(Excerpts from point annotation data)
((

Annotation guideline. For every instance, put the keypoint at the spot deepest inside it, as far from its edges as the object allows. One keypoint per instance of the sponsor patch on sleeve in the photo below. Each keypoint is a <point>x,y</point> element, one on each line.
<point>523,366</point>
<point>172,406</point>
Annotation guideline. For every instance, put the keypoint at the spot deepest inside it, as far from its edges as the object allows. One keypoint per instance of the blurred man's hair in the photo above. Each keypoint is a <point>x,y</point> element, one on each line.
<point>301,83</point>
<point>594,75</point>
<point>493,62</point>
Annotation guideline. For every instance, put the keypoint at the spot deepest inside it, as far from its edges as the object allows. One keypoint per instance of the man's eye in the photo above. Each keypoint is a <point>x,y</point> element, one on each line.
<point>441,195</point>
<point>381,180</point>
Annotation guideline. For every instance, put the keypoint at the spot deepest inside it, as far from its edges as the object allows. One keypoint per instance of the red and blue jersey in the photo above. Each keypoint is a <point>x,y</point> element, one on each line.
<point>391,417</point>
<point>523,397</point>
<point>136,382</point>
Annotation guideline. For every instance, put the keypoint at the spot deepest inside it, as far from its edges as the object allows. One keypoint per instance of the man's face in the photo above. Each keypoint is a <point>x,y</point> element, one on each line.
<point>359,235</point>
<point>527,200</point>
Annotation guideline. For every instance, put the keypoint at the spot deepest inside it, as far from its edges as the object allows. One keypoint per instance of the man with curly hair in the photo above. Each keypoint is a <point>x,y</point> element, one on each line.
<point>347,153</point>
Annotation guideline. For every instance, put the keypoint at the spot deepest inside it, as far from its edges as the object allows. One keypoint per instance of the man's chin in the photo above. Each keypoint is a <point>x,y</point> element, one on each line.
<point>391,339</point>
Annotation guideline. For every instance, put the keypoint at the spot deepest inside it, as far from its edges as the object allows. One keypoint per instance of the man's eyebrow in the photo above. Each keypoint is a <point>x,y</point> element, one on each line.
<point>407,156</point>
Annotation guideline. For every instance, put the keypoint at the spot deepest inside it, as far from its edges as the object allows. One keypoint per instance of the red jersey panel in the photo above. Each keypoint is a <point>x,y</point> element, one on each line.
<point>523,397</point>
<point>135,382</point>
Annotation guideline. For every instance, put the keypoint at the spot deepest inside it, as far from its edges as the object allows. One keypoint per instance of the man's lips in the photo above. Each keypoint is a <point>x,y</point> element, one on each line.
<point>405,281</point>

))

**STATED GOAL**
Copy the entries from the very first line through the line holding "<point>527,200</point>", inclusive, replacing every "keypoint" with "marker" and leaving everything else unchanged.

**WRITTEN RESPONSE**
Annotation guideline. For every instance, put the marker at the spot deepest inside it, as far from its edges as the object allows. One marker per instance of the sponsor patch on sleeve in the photo below. Each marker is a <point>x,y</point> element, one on each line.
<point>523,366</point>
<point>172,406</point>
Annotation guideline. For every instance, put the marker at the spot deepest inside it, as far from its edges as the object allows. One marker per instance of the blurred man's hair in the photo above. Each marker is a <point>x,y</point> element, one on each line.
<point>301,83</point>
<point>594,75</point>
<point>493,62</point>
Annotation guideline. For every instance, put the marker at the spot deepest inside it, as far from its edges as the object allows. One marker per instance of the man's eye in the photo above. Each marker is a <point>x,y</point> element, one on each line.
<point>441,195</point>
<point>381,180</point>
Annotation guideline. For every instance, put the marker at the spot deepest inside it, as far from its edges as the object allows. One marker per instance of the red and blue jersey in the photo above. Each marker is a <point>x,y</point> element, one on each line.
<point>391,417</point>
<point>523,397</point>
<point>136,382</point>
Annotation guideline. For every instance, put the marker at the spot deepest inside it, as far from its edges as the object allows. One marker per instance of the man's face in the photo above. Each marker is a <point>x,y</point> element, one on each line.
<point>359,235</point>
<point>527,200</point>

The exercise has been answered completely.